§ **TASK OBJECTIVE**: Please reproduce the 2014 workplan below in full, word for word.

§ **GIVEN TEXT**:
## begin
Workplan 2014

Our workplan for 2014 covers three main directions: energy efficiency, scientific workflow management, and data life-cycle management in clouds.

Energy efficiency

Energy consumption and workload models

Infrastructure as a Service (IaaS) clouds provide their customers with virtual machines on demand and self-service following a pay as you go pricing model. Virtual machines are dispatched to the servers of the underlying computing cluster by the IaaS cloud management system. In IaaS clouds, resources are managed dynamically in order to take into account the load variation in the different virtual machines and the fluctuation of the number of virtual machines hosted in the data center.

We aim at developing the methods and infrastructure for understanding energy consumption behavior of large-scale systems and resource utilization by the workloads they execute. The energy consumption and workload models will allow to improve data centers resource management in particular with regards to energy saving and thermal management. We target on-line analysis enabling the resource management system to quickly and autonomously react to changes in the workload by adapting the number of active servers to the actual load and by launching virtual machine consolidation algorithms only when appropriate.
## end
Extracted data entries:
## begin
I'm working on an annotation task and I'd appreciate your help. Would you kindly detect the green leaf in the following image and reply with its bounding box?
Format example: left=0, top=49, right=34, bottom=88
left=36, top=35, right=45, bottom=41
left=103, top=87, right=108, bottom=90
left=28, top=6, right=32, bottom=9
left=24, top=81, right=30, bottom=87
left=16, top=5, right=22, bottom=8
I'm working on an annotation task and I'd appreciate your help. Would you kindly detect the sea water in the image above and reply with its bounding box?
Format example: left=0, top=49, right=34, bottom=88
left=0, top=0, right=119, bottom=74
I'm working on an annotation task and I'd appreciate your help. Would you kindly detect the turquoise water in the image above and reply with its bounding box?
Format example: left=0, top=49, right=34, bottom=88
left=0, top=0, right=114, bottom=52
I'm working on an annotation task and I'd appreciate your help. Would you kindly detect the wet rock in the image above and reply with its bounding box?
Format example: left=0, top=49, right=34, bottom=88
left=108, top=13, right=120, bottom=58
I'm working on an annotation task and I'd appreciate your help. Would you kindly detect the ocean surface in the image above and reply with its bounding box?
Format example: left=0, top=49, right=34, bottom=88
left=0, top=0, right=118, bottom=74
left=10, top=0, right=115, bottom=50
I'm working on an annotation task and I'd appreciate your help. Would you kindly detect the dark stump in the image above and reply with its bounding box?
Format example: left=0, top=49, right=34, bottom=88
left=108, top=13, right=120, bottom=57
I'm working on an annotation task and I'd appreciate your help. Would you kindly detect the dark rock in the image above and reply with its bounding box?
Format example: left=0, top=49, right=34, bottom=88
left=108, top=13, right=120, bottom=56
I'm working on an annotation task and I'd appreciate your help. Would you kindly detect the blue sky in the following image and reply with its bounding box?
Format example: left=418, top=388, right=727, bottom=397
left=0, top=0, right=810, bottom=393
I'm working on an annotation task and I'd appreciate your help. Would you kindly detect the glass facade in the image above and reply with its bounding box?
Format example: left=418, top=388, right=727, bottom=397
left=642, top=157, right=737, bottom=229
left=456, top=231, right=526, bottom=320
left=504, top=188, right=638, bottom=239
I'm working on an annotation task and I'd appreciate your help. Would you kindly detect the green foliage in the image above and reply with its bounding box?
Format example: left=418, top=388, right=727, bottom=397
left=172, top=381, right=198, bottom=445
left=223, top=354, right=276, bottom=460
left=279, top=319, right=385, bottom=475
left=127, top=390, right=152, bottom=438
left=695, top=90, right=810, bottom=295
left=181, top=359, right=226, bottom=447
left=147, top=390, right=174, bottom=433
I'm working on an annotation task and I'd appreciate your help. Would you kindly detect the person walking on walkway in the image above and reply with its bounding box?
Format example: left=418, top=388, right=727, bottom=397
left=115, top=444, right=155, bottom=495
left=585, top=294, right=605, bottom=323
## end
§ **THE RESPONSE**:
Workplan 2014

Our workplan for 2014 covers three main directions: energy efficiency, scientific workflow management, and data life-cycle management in clouds.

Energy efficiency

Energy consumption and workload models

Infrastructure as a Service (IaaS) clouds provide their customers with virtual machines on demand and self-service following a pay as you go pricing model. Virtual machines are dispatched to the servers of the underlying computing cluster by the IaaS cloud management system. In IaaS clouds, resources are managed dynamically in order to take into account the load variation in the different virtual machines and the fluctuation of the number of virtual machines hosted in the data center.

We aim at developing the methods and infrastructure for understanding energy consumption behavior of large-scale systems and resource utilization by the workloads they execute. The energy consumption and workload models will allow to improve data centers resource management in particular with regards to energy saving and thermal management. We target on-line analysis enabling the resource management system to quickly and autonomously react to changes in the workload by adapting the number of active servers to the actual load and by launching virtual machine consolidation algorithms only when appropriate.